Task details >> Show every line below that contains the string "rider", copying each one in full. Case counts.

Records to process >>
##############################

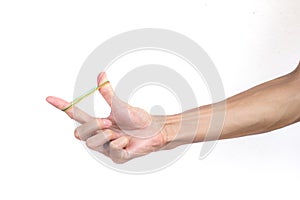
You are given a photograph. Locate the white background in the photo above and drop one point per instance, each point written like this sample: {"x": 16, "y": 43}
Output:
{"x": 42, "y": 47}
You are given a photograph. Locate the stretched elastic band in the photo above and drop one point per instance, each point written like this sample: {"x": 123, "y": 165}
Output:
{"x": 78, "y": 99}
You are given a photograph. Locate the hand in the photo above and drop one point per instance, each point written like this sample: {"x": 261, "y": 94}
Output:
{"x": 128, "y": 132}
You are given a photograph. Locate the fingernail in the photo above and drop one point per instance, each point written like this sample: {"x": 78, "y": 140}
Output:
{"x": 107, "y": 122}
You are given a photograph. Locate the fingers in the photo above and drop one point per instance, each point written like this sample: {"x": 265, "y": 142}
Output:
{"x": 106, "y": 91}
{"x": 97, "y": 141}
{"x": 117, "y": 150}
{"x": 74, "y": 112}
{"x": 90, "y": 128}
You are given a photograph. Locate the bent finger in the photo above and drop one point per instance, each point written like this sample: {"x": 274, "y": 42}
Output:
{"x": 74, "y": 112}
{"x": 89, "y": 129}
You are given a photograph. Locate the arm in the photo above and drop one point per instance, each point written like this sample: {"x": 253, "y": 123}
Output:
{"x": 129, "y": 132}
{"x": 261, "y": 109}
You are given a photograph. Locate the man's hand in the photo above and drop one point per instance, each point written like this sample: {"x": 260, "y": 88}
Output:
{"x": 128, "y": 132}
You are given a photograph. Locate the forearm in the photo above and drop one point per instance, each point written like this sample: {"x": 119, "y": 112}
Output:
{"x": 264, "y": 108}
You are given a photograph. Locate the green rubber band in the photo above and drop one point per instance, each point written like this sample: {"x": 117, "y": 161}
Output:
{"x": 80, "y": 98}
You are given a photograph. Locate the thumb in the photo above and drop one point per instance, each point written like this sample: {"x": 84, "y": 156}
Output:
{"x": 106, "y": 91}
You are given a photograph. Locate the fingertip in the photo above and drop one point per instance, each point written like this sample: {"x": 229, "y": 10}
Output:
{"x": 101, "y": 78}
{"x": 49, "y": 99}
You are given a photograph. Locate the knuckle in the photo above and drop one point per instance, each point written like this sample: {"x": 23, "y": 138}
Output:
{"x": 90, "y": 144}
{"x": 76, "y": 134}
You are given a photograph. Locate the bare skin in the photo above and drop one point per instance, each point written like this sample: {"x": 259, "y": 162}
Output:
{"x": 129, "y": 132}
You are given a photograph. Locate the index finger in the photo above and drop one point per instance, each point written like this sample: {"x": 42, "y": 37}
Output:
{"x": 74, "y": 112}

##############################

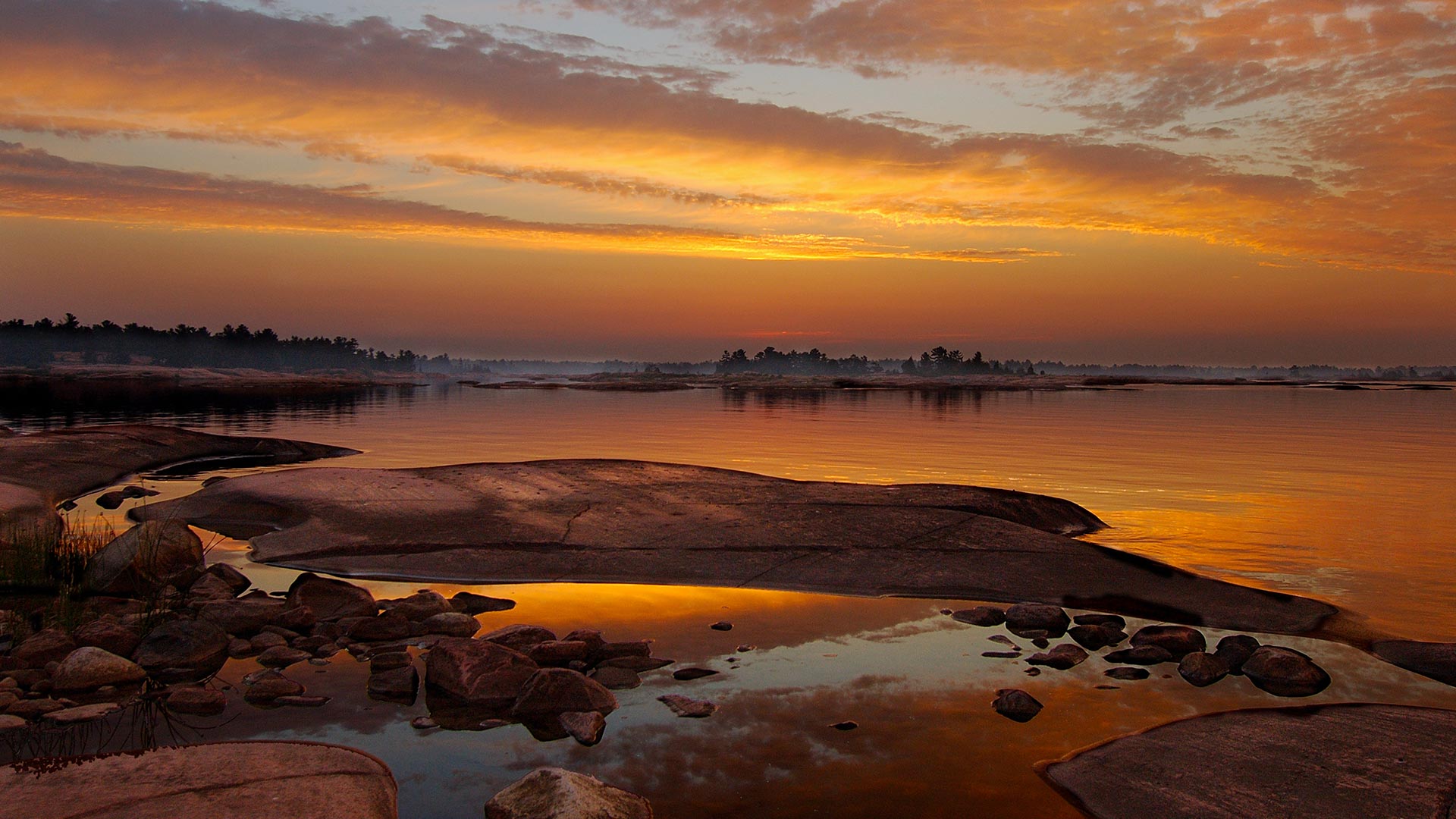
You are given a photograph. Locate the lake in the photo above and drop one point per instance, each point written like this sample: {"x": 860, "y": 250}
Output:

##############################

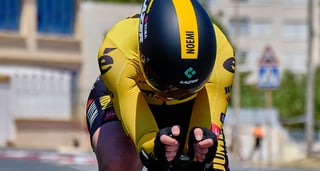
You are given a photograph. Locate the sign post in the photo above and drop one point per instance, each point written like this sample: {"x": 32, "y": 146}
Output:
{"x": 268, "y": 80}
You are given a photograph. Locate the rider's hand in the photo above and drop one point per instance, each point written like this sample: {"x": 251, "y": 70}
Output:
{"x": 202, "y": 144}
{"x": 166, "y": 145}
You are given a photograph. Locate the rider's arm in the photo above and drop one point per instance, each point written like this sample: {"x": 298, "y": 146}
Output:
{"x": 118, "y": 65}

##############################

Worked answer >>
You are given a photograph. Locate the rider's hand in the photo above and drop one point per instance, each point written like this sample: {"x": 251, "y": 70}
You are given a photograph. Locate the rider's arm in the photo above and drop one point per instance, each point written like this sample: {"x": 298, "y": 146}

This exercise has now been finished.